Please reproduce the entries verbatim from the line containing "pixel 143 94." through the line containing "pixel 292 322", including both of those lines and nothing else.

----- DATASET RECORDS

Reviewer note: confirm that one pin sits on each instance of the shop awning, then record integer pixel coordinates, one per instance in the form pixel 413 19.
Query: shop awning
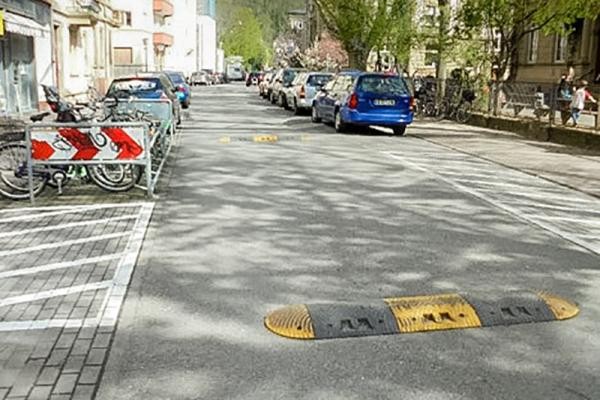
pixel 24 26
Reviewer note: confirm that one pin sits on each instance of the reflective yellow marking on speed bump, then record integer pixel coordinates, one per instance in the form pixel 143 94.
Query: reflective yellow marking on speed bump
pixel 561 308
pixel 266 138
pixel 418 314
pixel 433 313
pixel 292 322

----------
----- DATASET RECORDS

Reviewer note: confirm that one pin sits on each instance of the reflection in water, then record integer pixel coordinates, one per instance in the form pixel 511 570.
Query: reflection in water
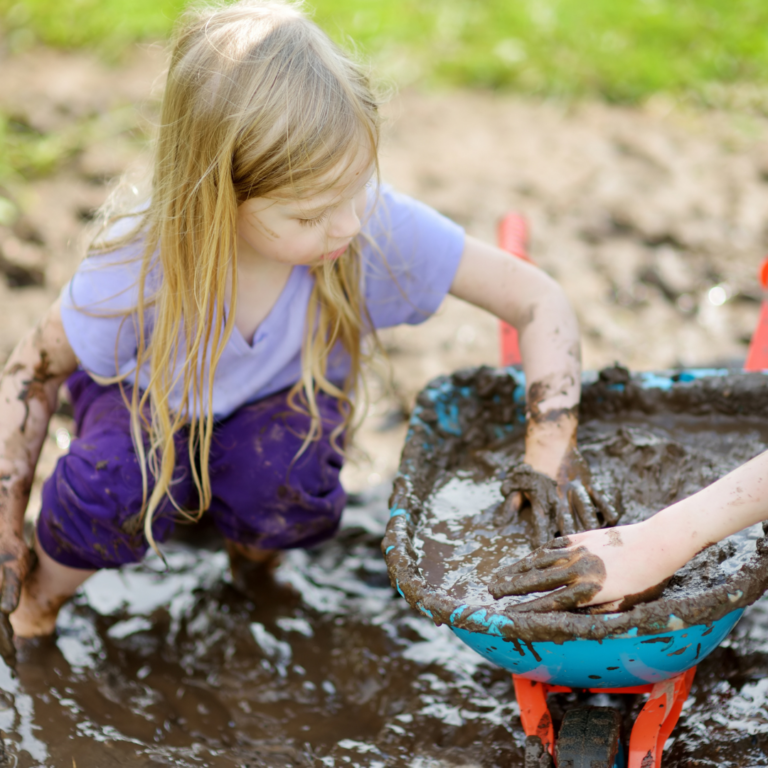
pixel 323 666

----------

# [WORKED ANSWER]
Reviewer note: confirm that one pin sits on each instance of the reflective yellow marking on speed bump, then record integer pixel coordinates, one per instance in the form pixel 143 94.
Query: reflective yellow marking on speed bump
pixel 561 308
pixel 266 138
pixel 418 314
pixel 433 313
pixel 292 322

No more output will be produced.